PROBLEM:
The line containing "label the red cabbage" marks the start; return it and every line after it in the listing below, exactly, through the last.

══════

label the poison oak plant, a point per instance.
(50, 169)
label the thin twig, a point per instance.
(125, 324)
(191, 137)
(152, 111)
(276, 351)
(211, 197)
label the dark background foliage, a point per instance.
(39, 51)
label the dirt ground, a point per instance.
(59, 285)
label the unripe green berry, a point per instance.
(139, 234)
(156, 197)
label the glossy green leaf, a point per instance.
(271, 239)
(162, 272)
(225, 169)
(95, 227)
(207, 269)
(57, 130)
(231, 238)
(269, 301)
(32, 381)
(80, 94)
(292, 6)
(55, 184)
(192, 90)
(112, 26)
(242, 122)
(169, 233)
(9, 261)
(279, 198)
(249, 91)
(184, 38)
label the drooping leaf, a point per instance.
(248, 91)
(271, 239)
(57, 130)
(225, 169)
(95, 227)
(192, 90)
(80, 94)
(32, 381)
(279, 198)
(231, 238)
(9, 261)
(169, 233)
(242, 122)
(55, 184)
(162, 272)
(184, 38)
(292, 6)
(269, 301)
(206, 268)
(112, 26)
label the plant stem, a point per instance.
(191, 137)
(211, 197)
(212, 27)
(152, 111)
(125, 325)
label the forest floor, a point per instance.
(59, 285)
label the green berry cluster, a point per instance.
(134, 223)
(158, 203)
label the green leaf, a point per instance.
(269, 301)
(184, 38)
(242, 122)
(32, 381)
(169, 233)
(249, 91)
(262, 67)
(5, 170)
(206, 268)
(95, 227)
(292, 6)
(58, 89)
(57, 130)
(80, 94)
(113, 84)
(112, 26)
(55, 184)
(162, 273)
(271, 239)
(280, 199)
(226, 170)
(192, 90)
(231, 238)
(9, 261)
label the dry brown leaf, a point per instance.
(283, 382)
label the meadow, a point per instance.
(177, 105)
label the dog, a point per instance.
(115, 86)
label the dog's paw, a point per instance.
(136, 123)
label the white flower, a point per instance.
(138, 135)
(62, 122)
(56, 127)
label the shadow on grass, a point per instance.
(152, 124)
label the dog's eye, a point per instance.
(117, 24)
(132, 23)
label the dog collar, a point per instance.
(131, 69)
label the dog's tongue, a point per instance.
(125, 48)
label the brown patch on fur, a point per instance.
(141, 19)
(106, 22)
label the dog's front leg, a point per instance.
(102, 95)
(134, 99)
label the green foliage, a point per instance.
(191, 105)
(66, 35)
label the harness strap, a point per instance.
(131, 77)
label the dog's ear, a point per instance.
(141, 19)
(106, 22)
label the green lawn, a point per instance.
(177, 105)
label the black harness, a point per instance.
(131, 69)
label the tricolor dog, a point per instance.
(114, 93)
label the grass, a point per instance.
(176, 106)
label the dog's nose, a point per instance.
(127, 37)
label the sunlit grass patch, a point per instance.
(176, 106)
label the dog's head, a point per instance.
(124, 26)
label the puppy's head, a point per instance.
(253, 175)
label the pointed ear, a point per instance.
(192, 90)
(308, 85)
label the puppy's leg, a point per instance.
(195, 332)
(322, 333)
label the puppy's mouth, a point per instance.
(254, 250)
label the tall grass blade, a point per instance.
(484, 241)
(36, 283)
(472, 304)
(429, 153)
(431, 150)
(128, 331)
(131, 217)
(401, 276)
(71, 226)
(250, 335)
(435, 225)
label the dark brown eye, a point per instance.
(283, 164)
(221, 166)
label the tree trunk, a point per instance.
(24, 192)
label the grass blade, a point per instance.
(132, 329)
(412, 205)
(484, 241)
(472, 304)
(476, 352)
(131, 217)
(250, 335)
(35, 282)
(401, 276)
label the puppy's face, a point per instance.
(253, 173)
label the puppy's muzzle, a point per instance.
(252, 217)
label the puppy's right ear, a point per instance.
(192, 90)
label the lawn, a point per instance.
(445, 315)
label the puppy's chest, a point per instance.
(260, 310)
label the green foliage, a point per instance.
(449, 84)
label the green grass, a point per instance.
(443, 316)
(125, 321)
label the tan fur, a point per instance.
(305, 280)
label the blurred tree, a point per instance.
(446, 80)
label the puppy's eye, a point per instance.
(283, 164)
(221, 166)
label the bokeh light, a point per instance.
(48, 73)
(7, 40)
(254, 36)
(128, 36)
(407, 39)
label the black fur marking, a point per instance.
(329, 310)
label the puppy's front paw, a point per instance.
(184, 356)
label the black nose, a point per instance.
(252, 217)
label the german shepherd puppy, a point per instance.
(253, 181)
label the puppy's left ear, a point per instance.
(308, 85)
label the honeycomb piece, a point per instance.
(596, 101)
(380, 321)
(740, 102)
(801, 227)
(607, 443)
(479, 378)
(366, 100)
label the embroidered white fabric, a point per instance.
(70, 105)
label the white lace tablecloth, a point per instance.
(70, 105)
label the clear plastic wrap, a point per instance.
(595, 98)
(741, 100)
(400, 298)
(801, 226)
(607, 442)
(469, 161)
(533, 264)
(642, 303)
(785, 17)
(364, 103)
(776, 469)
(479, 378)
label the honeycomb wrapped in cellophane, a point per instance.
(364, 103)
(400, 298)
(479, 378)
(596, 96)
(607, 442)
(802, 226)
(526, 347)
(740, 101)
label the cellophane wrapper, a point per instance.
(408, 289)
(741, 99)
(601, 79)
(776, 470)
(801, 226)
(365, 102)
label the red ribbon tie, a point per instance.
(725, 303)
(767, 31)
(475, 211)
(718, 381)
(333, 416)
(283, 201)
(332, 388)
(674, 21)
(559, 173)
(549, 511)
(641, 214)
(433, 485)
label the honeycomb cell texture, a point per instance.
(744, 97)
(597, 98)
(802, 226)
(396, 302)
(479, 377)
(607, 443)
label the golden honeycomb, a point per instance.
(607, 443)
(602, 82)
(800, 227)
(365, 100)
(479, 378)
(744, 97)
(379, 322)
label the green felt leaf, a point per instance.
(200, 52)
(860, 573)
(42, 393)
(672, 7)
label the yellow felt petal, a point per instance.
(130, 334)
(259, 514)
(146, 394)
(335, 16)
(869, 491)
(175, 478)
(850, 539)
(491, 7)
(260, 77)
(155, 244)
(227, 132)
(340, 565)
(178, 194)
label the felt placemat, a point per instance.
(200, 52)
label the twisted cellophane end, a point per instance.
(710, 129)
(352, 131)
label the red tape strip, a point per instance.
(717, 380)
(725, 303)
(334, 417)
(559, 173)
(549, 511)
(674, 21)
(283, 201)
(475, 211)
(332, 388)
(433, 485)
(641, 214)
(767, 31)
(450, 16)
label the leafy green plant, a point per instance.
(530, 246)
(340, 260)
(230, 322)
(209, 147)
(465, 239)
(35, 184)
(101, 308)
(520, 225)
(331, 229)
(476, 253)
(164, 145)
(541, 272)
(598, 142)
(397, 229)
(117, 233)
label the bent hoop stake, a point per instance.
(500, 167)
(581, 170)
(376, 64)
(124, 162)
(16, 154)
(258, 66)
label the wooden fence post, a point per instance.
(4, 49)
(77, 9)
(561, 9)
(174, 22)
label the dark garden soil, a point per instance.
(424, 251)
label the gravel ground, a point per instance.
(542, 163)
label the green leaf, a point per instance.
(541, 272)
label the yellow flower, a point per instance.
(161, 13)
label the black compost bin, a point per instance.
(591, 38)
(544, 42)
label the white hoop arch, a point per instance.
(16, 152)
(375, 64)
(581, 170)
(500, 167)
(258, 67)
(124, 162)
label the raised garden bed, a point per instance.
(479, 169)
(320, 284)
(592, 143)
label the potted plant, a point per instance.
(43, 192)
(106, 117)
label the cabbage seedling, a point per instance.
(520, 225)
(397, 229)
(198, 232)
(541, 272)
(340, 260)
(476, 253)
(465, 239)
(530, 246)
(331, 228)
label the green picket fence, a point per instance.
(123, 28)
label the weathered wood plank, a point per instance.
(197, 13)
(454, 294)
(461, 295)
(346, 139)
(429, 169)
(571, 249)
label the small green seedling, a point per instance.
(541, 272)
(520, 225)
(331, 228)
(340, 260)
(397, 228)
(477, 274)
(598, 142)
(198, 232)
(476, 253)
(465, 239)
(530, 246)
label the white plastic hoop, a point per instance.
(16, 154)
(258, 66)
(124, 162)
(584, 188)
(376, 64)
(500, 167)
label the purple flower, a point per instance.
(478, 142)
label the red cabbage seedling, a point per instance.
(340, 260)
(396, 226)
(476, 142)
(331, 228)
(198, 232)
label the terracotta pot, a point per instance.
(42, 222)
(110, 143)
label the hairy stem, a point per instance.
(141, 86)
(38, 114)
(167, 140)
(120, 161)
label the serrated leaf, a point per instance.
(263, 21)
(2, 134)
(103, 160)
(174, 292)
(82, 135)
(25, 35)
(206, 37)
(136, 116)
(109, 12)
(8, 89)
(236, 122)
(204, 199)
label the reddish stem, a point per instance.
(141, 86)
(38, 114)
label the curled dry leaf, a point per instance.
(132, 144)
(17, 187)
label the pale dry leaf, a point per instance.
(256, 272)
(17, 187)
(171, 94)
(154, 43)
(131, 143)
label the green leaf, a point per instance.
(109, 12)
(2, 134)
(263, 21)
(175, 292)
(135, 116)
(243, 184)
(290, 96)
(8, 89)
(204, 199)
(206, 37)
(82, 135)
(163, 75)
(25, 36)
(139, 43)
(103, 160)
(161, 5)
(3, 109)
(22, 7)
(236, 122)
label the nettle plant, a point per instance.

══════

RESPONSE:
label the red cabbage seedling, a point per instance.
(340, 260)
(396, 226)
(476, 142)
(331, 228)
(198, 232)
label the terracotta pot, a point per instance.
(42, 222)
(110, 143)
label the hairy stem, a point per instance.
(141, 86)
(38, 114)
(167, 140)
(120, 161)
label the serrated leaf, a point per instance.
(263, 21)
(2, 134)
(103, 160)
(174, 292)
(82, 135)
(25, 35)
(206, 37)
(136, 116)
(109, 12)
(8, 89)
(236, 122)
(204, 199)
label the reddish stem, a point per instance.
(141, 86)
(38, 114)
label the curled dry leaf, a point per instance.
(132, 144)
(17, 187)
label the pale dry leaf, a point per instance.
(256, 272)
(17, 187)
(171, 94)
(154, 43)
(131, 143)
label the green leaf, a point per instance.
(109, 12)
(2, 134)
(263, 21)
(175, 292)
(135, 116)
(243, 184)
(290, 96)
(8, 89)
(204, 199)
(206, 37)
(82, 135)
(163, 75)
(25, 36)
(139, 43)
(103, 160)
(161, 5)
(3, 109)
(22, 7)
(236, 122)
label the nettle plant, a point per instance.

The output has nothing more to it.